-- ИСХОДНЫЙ ТЕКСТ --
━━━━

Биргит я знаю уже девять лет. Мы в отпуске ухаживали за инвалидами, занимались этим раз или два в году, чтобы заработать денег, мы были студентками, и в одной из таких поездок познакомились с Маркусом, и я в него сразу влюбилась. То есть если живешь вместе с женщиной и потом появляется кто-то, то ведь не думаешь: ах, теперь мы могли бы устроить и треугольник, но у нас все получилось именно так. И потом я довольно скоро забеременела.
Так быстро, только раз неправильно посчитала. Ну вот, и на первом же обследовании мне сказали, что будут близнецы, да, а потом мы были беременны втроем.
Мы с Биргит хотели детей, или ребенка, да, но всегда было понятно, что рожать этого ребенка будет Биргит. Но все получилось совсем по-другому. Да, и потом мы устроили настоящее планирование семьи, после близнецов, с Давидом, потому что пеленать троих грудных детей сразу — не очень-то прикольно, и мы решили, что пусть он родится не раньше лета 2007 года, и в июле он родился, Давид.
Естественно, я не рассказываю на каждом углу каждому встречному, как мы живем. Но часто случается так, что я везу близнецов в коляске, а Давида тащу на себе в слинге, и люди спрашивают:
— Как же так, я что-то пропустила, ты же не была беременна?
— Да, это малыш Биргит.
— Биргит?
— Да, и Маркуса.
И уже потом:
— Ах, так вы живете все вместе?
У меня никогда не было твердых представлений о муже и детях, но я и не думала, что хочу жить вместе с моей лучшей подругой. Скорее так получилось само собой.
Для близнецов такая модель подходит прекрасно. Первые полгода мне вообще никогда не приходилось вставать к близнецам ночью, это делали Биргит и Маркус. Какая еще мать близнецов может спать ночью по семь, по восемь часов подряд? Об этом можно только мечтать. Хорошо в этой модели и то, что больше разнообразия: что не получишь от одного, то получишь от другого. Как в партнерстве, где мужчины и женщины также ищут себе друзей и подруг и получают то, чего не получили в партнерстве. Нам для этого не надо даже из дома выходить, у нас «все включено». Кризисные ситуации тоже намного проще преодолевать, например ребенок болеет, мама болеет, как-то так. Суперпрактичная сторона во всем этом та, что такие моменты проще уладить.

━━━━

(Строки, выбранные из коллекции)
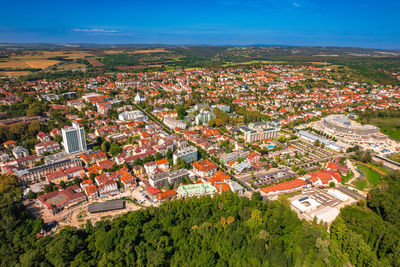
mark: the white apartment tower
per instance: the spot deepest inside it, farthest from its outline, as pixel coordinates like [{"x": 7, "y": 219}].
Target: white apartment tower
[{"x": 74, "y": 138}]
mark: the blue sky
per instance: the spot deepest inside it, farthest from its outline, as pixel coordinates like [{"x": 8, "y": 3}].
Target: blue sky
[{"x": 238, "y": 22}]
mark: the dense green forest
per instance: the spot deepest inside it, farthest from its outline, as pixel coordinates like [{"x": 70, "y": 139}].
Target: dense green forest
[{"x": 226, "y": 230}]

━━━━

-- ЗАДАНИЯ --
[a] Сколько лет, согласно исходному тексту, длится знакомство с Биргит?
[b] Перепишите дословно все строки из раздела с данными выше, не включая изображения.

-- ВЫПОЛНЕННОЕ ЗАДАНИЕ --
[a] Девять лет.

[b]
mark: the white apartment tower
per instance: the spot deepest inside it, farthest from its outline, as pixel coordinates like [{"x": 7, "y": 219}].
Target: white apartment tower
[{"x": 74, "y": 138}]
mark: the blue sky
per instance: the spot deepest inside it, farthest from its outline, as pixel coordinates like [{"x": 8, "y": 3}].
Target: blue sky
[{"x": 238, "y": 22}]
mark: the dense green forest
per instance: the spot deepest inside it, farthest from its outline, as pixel coordinates like [{"x": 70, "y": 139}].
Target: dense green forest
[{"x": 226, "y": 230}]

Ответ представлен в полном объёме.